*DIRECTIONS*.
(A) Repeat the passage of the UK seismic noise article between "The UK hasn't" and "told BBC News.", inclusive, word for word.
(B) Pick up the UK seismic noise article after its final sentence and carry it forward.

*SOURCE EXTRACT*.

# # #

The UK hasn't been shaking as much since it went into Covid lockdown.
Seismometer stations, which are normally used to record earthquakes, have detected a big fall in the ground vibrations linked to human activity.
Scientists from Imperial College London say this background hum is now half what it would usually be.
The unprecedented seismic quiet - a phenomenon mirrored in other countries - could offer a unique opportunity to study the Earth's interior.
"You'd have to go back decades to see noise levels like this," commented Imperial's Dr Stephen Hicks. "You'd often get quiet times in the evenings or at weekends but not continuously, for weeks," he told BBC News.
Human activity - cars, lorries, trains, industry, and footfall, etc - turn up in seismometers in a band of frequencies from 5 to 15 Hertz.
Dr Hicks used the data from 127 instruments spread across Britain to map the signal's evolution from mid-January to the present.
He relied in part on the high-fidelity scientific stations operated by the British Geological Survey (BGS) but also on a distributed network of citizen science seismometers that incorporate Raspberry-Pi mini-computers.

# # #

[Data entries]
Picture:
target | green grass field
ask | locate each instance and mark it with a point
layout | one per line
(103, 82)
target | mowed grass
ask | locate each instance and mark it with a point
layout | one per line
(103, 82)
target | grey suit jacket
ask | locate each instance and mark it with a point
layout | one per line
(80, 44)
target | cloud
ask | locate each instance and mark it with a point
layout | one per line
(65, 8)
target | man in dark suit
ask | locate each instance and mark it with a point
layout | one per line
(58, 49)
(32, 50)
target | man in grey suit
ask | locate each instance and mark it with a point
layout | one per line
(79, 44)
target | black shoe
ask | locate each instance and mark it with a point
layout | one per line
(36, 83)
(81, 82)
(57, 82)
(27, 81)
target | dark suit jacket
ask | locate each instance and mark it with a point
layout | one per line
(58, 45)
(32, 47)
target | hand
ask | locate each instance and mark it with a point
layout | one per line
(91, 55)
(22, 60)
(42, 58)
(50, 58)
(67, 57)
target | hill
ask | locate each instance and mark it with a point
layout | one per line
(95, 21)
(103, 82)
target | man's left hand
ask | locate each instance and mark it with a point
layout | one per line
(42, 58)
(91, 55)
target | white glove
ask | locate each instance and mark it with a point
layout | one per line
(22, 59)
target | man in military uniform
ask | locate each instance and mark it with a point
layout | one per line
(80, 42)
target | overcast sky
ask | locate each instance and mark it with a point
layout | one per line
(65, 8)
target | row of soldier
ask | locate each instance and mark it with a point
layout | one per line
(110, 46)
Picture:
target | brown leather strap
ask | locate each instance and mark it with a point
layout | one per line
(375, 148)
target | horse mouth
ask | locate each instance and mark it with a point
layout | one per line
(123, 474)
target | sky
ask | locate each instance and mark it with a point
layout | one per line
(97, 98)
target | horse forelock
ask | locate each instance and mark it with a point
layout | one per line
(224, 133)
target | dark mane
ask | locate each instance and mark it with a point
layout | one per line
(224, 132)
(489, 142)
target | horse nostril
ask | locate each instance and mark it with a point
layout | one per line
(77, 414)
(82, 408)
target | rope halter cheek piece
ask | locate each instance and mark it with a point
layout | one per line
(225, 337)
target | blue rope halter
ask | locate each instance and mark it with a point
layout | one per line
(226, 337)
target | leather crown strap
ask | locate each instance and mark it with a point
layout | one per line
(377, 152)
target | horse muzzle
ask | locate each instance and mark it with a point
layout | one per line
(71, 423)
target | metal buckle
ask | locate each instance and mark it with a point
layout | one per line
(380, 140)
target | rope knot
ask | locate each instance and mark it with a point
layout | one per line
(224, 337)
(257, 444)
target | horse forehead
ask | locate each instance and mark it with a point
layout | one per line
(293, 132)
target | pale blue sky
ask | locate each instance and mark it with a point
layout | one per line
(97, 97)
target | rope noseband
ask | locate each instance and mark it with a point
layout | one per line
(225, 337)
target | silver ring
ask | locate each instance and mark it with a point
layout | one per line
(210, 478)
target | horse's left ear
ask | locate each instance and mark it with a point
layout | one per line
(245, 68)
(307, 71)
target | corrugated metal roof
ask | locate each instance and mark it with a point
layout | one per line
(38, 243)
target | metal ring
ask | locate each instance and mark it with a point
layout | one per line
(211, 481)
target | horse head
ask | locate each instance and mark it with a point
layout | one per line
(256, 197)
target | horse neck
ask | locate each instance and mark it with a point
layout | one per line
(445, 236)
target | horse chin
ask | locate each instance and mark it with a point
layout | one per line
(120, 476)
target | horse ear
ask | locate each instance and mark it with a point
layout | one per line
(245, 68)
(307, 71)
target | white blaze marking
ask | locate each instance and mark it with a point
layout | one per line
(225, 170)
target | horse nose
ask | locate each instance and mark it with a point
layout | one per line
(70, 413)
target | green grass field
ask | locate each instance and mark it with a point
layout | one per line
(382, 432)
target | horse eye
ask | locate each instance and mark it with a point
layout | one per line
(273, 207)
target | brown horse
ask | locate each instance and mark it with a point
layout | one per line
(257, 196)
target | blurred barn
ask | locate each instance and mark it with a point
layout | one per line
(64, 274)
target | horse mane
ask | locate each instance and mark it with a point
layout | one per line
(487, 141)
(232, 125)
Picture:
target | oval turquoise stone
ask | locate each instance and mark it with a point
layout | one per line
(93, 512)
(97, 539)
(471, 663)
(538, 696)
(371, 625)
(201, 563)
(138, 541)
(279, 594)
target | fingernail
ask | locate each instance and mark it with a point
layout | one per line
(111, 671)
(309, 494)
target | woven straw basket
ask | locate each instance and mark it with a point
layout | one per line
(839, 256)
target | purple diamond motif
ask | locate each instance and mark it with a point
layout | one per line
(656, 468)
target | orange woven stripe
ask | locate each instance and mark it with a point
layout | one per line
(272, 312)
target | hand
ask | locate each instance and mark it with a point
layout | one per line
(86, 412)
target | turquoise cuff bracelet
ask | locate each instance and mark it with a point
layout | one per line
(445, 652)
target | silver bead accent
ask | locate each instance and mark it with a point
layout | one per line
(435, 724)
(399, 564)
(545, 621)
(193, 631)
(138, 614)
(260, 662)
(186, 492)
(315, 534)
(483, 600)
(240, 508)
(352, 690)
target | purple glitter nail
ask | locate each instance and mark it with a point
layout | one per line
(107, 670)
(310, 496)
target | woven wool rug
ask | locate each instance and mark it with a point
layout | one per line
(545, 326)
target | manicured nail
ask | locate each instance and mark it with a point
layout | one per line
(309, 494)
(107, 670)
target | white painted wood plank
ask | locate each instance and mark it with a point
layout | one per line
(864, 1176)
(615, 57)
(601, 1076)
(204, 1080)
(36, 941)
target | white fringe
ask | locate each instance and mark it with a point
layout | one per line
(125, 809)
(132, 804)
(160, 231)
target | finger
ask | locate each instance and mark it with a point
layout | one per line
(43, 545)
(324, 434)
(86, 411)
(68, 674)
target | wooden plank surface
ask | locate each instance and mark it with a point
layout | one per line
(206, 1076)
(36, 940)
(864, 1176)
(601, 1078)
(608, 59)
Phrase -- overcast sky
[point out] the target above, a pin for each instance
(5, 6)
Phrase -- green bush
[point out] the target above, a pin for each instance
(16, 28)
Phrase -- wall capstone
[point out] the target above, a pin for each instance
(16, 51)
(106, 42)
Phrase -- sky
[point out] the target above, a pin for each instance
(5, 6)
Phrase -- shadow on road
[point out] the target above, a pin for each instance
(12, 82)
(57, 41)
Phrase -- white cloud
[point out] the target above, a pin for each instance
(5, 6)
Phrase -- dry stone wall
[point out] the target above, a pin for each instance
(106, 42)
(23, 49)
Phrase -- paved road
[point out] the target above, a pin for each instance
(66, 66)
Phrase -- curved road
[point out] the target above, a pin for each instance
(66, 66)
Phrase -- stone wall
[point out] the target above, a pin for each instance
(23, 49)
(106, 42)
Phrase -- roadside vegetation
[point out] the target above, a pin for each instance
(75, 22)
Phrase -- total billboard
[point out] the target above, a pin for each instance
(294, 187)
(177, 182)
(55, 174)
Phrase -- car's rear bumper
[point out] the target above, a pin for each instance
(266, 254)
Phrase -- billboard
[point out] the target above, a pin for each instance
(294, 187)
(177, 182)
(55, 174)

# # #

*RESULTS BY TASK*.
(A)
The UK hasn't been shaking as much since it went into Covid lockdown.
Seismometer stations, which are normally used to record earthquakes, have detected a big fall in the ground vibrations linked to human activity.
Scientists from Imperial College London say this background hum is now half what it would usually be.
The unprecedented seismic quiet - a phenomenon mirrored in other countries - could offer a unique opportunity to study the Earth's interior.
"You'd have to go back decades to see noise levels like this," commented Imperial's Dr Stephen Hicks. "You'd often get quiet times in the evenings or at weekends but not continuously, for weeks," he told BBC News.

(B)
The vibrations sensed in both sets of instruments are seen to drop off dramatically after Prime Minister Boris Johnson orders Britain into lockdown on 23 March.
"The reduction in seismic noise should help us to see signals from earthquakes that are normally buried in the noise," said Dr Brian Baptie, the head of seismology at the BGS.
"This might allow us to detect more small earthquakes or see the low-amplitude parts of the ground motions caused by larger earthquakes further away."
Scientists around the globe are co-operating to exploit the research potential.
Dr Thomas Lecocq, from the Royal Observatory Belgium, started a community that operates on the Slack communications platform and calls itself "Lockdown Seismology".
The group has more than 85 members in more than 30 different countries.
Dr Lecocq said very low magnitude earthquakes were being investigated, as was volcano activity.
Researchers at Mount Etna in Sicily are trying to listen to the quiet hum of the mountain, hoping to learn something new about its behaviour - something that could be useful in future monitoring.
Dr Baptie is cautious, however.
"In theory, [the reduction in seismic noise] could lead to new insights, since much of our understanding about the internal structure of the Earth comes from observations of earthquakes.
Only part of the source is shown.